# Task statement
Copy all of the data below word for word, keeping every line as it is.

# Entries supplied

▼

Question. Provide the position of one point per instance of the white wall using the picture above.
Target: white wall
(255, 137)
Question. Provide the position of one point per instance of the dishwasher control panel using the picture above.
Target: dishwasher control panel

▲

# Answer to this exercise
Question. Provide the position of one point per instance of the white wall using the picture above.
Target: white wall
(255, 137)
Question. Provide the position of one point per instance of the dishwasher control panel using the picture above.
Target: dishwasher control panel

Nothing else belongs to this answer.